### WORK INSTRUCTIONS
Output every line of the records below as a numbered list, omitting any blank lines.

### AVAILABLE RECORDS
****************
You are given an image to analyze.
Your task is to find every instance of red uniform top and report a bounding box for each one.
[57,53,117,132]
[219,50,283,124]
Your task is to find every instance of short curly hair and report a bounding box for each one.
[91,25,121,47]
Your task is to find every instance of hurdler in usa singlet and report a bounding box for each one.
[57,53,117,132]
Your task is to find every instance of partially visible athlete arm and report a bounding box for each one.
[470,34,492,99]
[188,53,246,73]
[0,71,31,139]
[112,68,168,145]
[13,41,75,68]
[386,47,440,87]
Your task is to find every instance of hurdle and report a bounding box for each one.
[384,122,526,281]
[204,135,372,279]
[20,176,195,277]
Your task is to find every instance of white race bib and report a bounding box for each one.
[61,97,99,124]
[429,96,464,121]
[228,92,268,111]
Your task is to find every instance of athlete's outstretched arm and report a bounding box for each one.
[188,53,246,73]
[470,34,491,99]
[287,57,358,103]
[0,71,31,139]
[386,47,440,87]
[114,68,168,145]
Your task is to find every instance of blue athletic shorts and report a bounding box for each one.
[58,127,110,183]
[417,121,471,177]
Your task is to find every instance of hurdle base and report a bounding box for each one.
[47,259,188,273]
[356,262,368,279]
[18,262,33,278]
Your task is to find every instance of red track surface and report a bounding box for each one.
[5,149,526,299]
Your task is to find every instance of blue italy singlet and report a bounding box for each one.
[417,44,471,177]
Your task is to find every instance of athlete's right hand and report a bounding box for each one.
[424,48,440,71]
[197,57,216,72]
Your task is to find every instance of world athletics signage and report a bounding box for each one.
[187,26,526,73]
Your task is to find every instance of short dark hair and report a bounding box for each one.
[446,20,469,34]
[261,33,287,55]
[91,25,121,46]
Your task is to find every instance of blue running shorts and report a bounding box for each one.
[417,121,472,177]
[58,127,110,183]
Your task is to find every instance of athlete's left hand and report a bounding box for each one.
****************
### RESULT
1. You are given an image to analyze.
2. Your task is to find every instance of red uniform top and report a bounding box for each one.
3. [57,53,117,132]
4. [219,50,283,124]
5. Your task is to find every instance of short curly hair and report a bounding box for each one.
6. [91,25,121,47]
7. Your task is to find every instance of hurdler in usa singlet and report a bounding box for each one.
8. [57,53,117,132]
9. Your task is to find every instance of partially visible athlete arm and report a bounding box for each one.
10. [470,34,492,99]
11. [188,53,246,73]
12. [0,71,31,139]
13. [112,68,168,145]
14. [13,41,75,68]
15. [386,47,440,87]
16. Your task is to find every instance of hurdle and report a bounding box for each one.
17. [384,122,526,281]
18. [204,135,372,279]
19. [20,176,195,277]
20. Your task is to find every instance of white race bib and report a bounding box for each one.
21. [61,97,99,124]
22. [429,96,464,121]
23. [228,92,268,111]
24. Your task is to find every instance of athlete's outstretched arm and report a bounding box for each one.
25. [188,53,246,73]
26. [470,34,491,99]
27. [287,57,358,103]
28. [0,71,31,139]
29. [386,47,440,87]
30. [114,68,168,145]
31. Your task is to find every instance of blue athletic shorts and report a bounding box for each one.
32. [58,127,110,183]
33. [417,121,471,177]
34. Your task is to find every instance of hurdle base and report a bounding box for each one.
35. [47,259,188,273]
36. [356,262,368,279]
37. [18,262,33,278]
38. Your task is to find every instance of red track surface and report a bounding box for each one.
39. [5,149,526,299]
40. Your task is to find every instance of blue italy singlet and report a bounding box for each one.
41. [417,44,471,177]
42. Your task is to find every instance of athlete's right hand and report a bounding box for each one.
43. [424,48,440,71]
44. [197,57,216,72]
45. Your task is to find every instance of world athletics signage and report a bounding box for each one.
46. [187,26,526,73]
47. Your task is to find every instance of short dark hair and report a bounding box for each one.
48. [446,20,469,34]
49. [261,33,287,55]
50. [91,25,121,46]
51. Your task is to find every instance of blue running shorts and report a bounding box for each one.
52. [417,121,472,177]
53. [58,127,110,183]
54. Your task is to find every instance of athlete's left hand and report a bounding box for each one.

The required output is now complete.